[Point labeling examples]

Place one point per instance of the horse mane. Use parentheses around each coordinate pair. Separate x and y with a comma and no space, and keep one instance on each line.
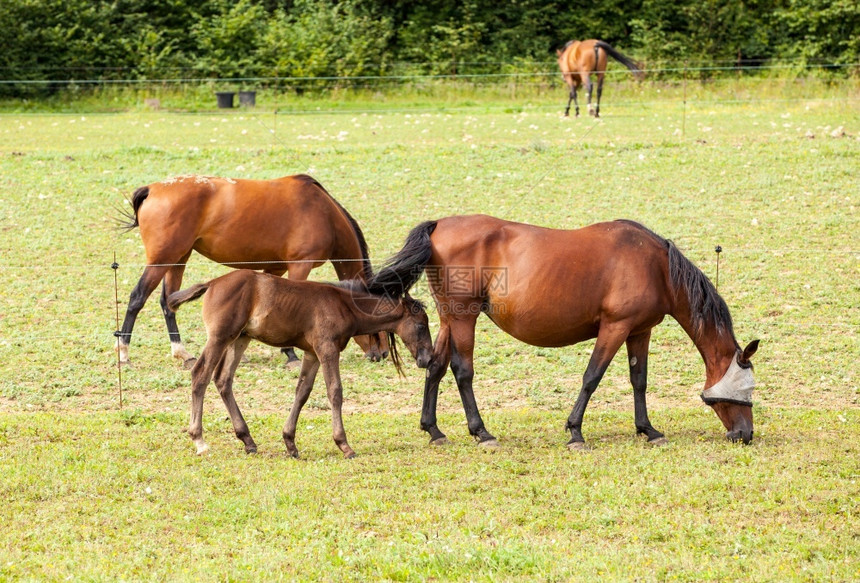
(128,218)
(400,271)
(706,304)
(359,234)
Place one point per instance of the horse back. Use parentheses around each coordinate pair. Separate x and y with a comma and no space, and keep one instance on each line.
(234,220)
(550,287)
(579,57)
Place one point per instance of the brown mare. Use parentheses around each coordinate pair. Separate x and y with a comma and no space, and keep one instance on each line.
(289,225)
(611,281)
(579,60)
(319,318)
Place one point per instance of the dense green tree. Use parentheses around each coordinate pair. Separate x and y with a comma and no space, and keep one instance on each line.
(58,40)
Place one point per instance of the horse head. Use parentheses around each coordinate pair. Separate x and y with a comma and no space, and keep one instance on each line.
(731,397)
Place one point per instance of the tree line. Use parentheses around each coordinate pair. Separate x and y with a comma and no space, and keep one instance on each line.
(165,39)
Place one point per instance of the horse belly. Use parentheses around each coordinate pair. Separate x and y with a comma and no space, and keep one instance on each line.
(543,325)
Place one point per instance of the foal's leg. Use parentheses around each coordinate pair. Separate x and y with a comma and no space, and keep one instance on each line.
(589,86)
(172,283)
(224,374)
(609,340)
(435,372)
(310,366)
(599,93)
(462,365)
(637,358)
(330,361)
(201,374)
(152,275)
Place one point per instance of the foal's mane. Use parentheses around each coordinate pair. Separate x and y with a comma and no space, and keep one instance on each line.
(706,304)
(362,242)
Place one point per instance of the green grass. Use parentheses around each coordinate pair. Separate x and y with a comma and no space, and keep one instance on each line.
(771,180)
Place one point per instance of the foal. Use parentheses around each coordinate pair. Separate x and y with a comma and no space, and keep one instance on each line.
(319,318)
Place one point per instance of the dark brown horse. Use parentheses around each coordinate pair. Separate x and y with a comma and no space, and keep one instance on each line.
(546,287)
(579,60)
(289,225)
(319,318)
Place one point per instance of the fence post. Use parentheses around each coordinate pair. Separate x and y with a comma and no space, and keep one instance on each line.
(684,113)
(115,267)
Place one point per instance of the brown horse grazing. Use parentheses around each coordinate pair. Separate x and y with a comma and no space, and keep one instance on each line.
(289,225)
(546,287)
(319,318)
(579,60)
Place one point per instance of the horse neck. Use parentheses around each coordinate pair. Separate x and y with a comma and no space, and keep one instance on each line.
(716,344)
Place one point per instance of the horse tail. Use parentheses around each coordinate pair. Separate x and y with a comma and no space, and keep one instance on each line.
(176,299)
(618,56)
(404,268)
(706,304)
(128,219)
(366,271)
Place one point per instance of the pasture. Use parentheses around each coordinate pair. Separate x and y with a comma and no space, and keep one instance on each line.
(95,491)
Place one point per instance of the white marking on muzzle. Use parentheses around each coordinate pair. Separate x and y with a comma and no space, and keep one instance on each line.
(736,386)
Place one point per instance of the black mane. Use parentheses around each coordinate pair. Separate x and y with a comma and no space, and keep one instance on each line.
(706,304)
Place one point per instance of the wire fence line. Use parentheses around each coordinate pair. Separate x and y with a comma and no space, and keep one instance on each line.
(357,79)
(88,267)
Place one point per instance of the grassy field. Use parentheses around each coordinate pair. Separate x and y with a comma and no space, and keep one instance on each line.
(95,491)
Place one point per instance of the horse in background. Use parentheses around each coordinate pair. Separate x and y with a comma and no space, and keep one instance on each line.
(579,60)
(287,225)
(550,287)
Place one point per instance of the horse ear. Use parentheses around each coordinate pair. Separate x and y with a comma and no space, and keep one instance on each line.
(749,351)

**Stated goal:**
Exclude the pictures, and transcribe all of the material exactly.

**The reply:**
Place one point per instance of the horse mane. Use parentheses around each coordinate pair. Separate x and y with a comma and no space, and keep one instance on each line.
(128,218)
(400,271)
(706,304)
(359,234)
Place one point per instance of the horse back. Use parentheses around each coordinate pair. Separate x and y with a comma and no space, and keep one instance on each line.
(234,220)
(550,287)
(579,57)
Place one point per instance of the brown mare. Use parentheses around each coordinate pair. Separate x and y with a comma and no space, and keep one instance on each line.
(289,225)
(611,281)
(579,60)
(319,318)
Place one point per instance of the dense green tree. Use parentheses around each coordinate pair. Separate x and y with a comma and no space, and keep one instance on each line.
(58,40)
Place one point per instance of the horse head. Use parentheses around each coordinate pair. Separate x and y with a comma and no space, and keep one instance on each line.
(731,397)
Place one point per instance of the tree line. Use parentheses around each coordinate pair. Separate x and y with a comma and no space, and keep one instance on each line.
(165,39)
Place one point per instance of the horse belly. Use parentheses around each coordinate pair. Separate x and y with a comma and no space, and keep one instance on each line.
(543,325)
Place one point per instance of the foal's leg. Use parentheses around each coordinate pair. Separate x and y with a comma and no space, and keep one instance on each line.
(589,86)
(172,283)
(224,374)
(609,340)
(435,372)
(310,366)
(599,93)
(462,365)
(637,358)
(330,361)
(201,374)
(152,275)
Place one point per instance of the foal's mane. Use parentheses around each coordinate pair. Separate x and y with a comma and no space, and keep one instance on each line.
(706,304)
(362,242)
Place one point per instance of the green grass. Use parentheses around each coordinate pair. Separate x and y with a comma and no space, and keep one instance on each line.
(771,180)
Place one point per instance of the foal. Use parentheses around each coordinate pair. Separate x and y with a comma and no space, and keep one instance on each line.
(319,318)
Place one point per instance of the dark brown horse. Use parentheses around each coordinate pair. Separate x and y with a comma and no space, and keep one instance on each line.
(546,287)
(579,60)
(289,225)
(319,318)
Place one point per instance of the fence post. Use parentheses around each coordinate pair. Separate x and y with a comma and no space, and keep one instance on each line.
(684,113)
(115,267)
Place one point per instance of the brown horse grazing. Use parentheses around each coordinate pair. Separate x and y with a comma and no space, and keep one instance on each line.
(289,225)
(546,287)
(319,318)
(579,60)
Place one point per instance of the horse neck. Use parentheses around each coordinate pair. Separate x and y with a comma and no space, and keep one instance on each line.
(716,344)
Place one point per instance of the horse tail. Use parentheses around each coordinate pair. Separate x and y with a comma and no space, and keep one instance on each line.
(176,299)
(618,56)
(404,268)
(706,304)
(128,219)
(366,271)
Place one point per instance of the pasture. Use parentheses around each coordinate pair. Separate x and y with a comma and no space, and keep one instance on each line.
(95,491)
Place one point per instance of the white marking on muzzle. Use parentheses around each coordinate pair. Separate x and y with a comma and no space, and keep one instance on each line.
(736,386)
Place one point per instance of the black mane. Use parentheses around each coordinate pair. Separate x and y with a comma and no space, and keep one instance on each line.
(706,304)
Place one point per instance of the wire fence line. Use parentheses around each coordinate pair. Separate x and y with a comma and no space, and keep one instance on each line.
(357,79)
(88,267)
Place one point per instance of the grassy field. Use parentheses around each coordinate pair. Separate x and y with a comma and no space, and keep one instance on each line.
(95,491)
Place one point per instance of the horse in background. Use parentheses around each coordinate pair. Separate x and y with a comma and no space, and keep one instance on each line.
(579,60)
(287,225)
(550,287)
Place one point per instance of the horse ear. Use parentheses around each coordinate pair. Separate x and y with a comma and no space, and keep one instance on each line.
(749,351)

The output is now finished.